What is needed is an exact copy of the entries, with the pictures excluded.

Entries taken from a collection:
<<<<

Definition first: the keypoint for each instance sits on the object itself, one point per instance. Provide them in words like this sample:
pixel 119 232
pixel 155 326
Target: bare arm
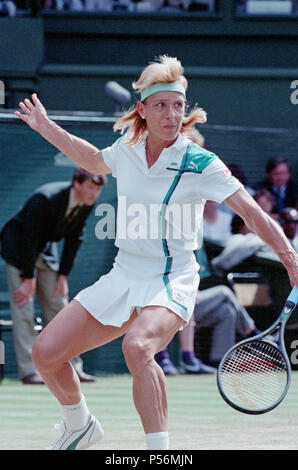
pixel 80 151
pixel 267 229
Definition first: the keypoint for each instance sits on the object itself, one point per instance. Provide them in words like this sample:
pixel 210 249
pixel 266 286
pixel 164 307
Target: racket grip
pixel 293 297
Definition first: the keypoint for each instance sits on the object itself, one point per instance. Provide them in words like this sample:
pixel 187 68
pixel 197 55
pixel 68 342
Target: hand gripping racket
pixel 254 375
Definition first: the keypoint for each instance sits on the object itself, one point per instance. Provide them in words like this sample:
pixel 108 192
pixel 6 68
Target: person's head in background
pixel 87 187
pixel 289 220
pixel 265 199
pixel 278 171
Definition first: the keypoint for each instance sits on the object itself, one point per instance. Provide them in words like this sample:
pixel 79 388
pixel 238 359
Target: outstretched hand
pixel 33 112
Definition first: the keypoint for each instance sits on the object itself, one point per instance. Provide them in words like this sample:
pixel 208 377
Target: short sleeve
pixel 217 182
pixel 110 156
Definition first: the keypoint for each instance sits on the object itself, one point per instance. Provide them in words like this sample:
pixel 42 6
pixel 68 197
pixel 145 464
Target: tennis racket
pixel 254 375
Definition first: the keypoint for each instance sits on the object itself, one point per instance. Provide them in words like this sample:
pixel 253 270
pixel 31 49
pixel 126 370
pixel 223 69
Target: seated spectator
pixel 241 245
pixel 288 220
pixel 266 201
pixel 216 223
pixel 216 307
pixel 280 183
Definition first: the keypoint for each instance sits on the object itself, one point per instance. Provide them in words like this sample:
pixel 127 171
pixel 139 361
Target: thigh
pixel 155 327
pixel 74 331
pixel 45 288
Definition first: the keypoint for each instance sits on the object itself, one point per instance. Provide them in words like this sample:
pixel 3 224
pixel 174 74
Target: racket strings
pixel 254 375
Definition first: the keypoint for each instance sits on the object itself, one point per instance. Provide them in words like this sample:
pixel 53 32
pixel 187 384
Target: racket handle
pixel 293 297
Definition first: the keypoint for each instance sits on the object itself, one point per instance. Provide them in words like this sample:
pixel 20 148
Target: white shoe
pixel 78 440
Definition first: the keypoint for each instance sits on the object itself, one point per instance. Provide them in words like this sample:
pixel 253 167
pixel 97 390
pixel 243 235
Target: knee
pixel 137 354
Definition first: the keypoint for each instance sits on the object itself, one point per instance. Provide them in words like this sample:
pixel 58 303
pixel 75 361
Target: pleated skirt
pixel 136 282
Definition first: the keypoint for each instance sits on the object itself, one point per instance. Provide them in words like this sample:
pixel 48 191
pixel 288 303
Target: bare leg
pixel 72 332
pixel 148 334
pixel 186 336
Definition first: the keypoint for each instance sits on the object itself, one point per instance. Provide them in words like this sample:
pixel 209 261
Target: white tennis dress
pixel 160 211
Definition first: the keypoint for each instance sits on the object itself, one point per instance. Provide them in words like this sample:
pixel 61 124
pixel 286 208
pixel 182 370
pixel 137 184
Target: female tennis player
pixel 150 292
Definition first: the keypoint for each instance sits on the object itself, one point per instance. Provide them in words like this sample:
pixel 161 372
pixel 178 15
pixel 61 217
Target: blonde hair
pixel 164 70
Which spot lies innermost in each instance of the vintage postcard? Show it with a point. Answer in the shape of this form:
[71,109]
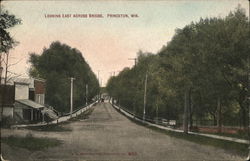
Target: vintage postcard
[116,80]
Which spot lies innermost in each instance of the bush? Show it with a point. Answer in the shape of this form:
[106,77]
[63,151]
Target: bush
[7,122]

>>>>

> SOLUTION:
Definition first: the keypoint for each instance sits on the object itself, one point per instance. Provide them in words like this sample:
pixel 119 232
pixel 155 326
Target: bare arm
pixel 80 151
pixel 267 229
Definition first: the keypoint for each instance sits on the object itself, one point per instance. Provide them in words like this sample:
pixel 210 249
pixel 266 286
pixel 164 307
Target: racket grip
pixel 293 297
Definition first: the keypoint for each instance sits on the object itself, one point per instance. Provide them in words like this sample:
pixel 187 68
pixel 197 55
pixel 68 342
Target: hand gripping racket
pixel 254 375
Definition first: the keypoint for each instance sits on the object itself, one point per instance. Provide them in words like this sample:
pixel 108 192
pixel 6 68
Target: person's head in background
pixel 87 187
pixel 289 220
pixel 265 199
pixel 278 171
Definition first: the keypoint for each instance sits on the object itself, one point per instance. Provide them in words like this sample:
pixel 79 388
pixel 238 359
Target: outstretched hand
pixel 33 112
Definition first: the keypoint for each instance sits on the object itself, one point per instance. Provide them in words like this sample:
pixel 208 377
Target: short sleeve
pixel 217 182
pixel 110 156
Definition first: the keypoint for each instance sits on the object itself, one point per instance. Provide them in words like this sample:
pixel 42 6
pixel 68 197
pixel 145 464
Target: tennis racket
pixel 254 375
Definition first: the keypoint for each instance sits on the object itself, one point per instance. Provide them in words like this sample:
pixel 253 270
pixel 31 49
pixel 126 370
pixel 223 69
Target: seated spectator
pixel 241 245
pixel 288 220
pixel 266 201
pixel 216 223
pixel 216 307
pixel 280 183
Definition first: the keypoint for each instance sits on the object itself, one point per instance. Provide them in words like this sample:
pixel 127 171
pixel 139 361
Target: thigh
pixel 155 327
pixel 74 331
pixel 45 288
Definition first: the keypoint for each instance sits on the object itself, one point per instance. Provide them in words like this sample:
pixel 3 224
pixel 174 74
Target: racket strings
pixel 254 375
Definition first: the keypoint for each instance sits on the object itself, one point per instance. Provide them in words like this sample:
pixel 53 32
pixel 187 384
Target: racket handle
pixel 293 297
Definition first: the keypoint for each instance sits on the object itself, one point per instance. Provide them in words like this sample:
pixel 20 148
Target: white shoe
pixel 78 440
Definition first: the keypoint for each instance sits on the object itself, one point per instance. Provide them in words like this sample:
pixel 253 167
pixel 97 390
pixel 243 235
Target: knee
pixel 137 354
Definition first: the keypoint for each instance sits on the object itself, one point per instance. Provide them in words like this sample:
pixel 58 303
pixel 75 361
Target: pleated skirt
pixel 136 282
Definition first: the keypoint for each instance sits on the object itself, one point per instance. Provide them in words like this sample:
pixel 48 191
pixel 288 303
Target: bare leg
pixel 72 332
pixel 148 334
pixel 186 336
Definition first: the keypoint for each instance sits on the object itself, one point per instance. Provide them in words like this sample:
pixel 209 261
Target: white tennis dress
pixel 160 211
Definition first: the keypoint for each instance sits on the object itself, one point per instance. Provide them in words like this sample:
pixel 61 124
pixel 286 208
pixel 182 370
pixel 137 184
Target: female tennis player
pixel 150 292
Definition first: the keypoint for each instance sits on the object itself, one point per instance. Provide them in words like this sample:
pixel 161 372
pixel 178 15
pixel 61 217
Target: blonde hair
pixel 164 70
Which spot lies innermost in each instance of the vintage postcard? Show it with a point. Answer in the shape of this form:
[71,109]
Target: vintage postcard
[116,80]
Which spot lies innermost in each instance of the bush? Show it with a point. Answer in the shape of this form:
[106,77]
[63,151]
Target: bush
[7,122]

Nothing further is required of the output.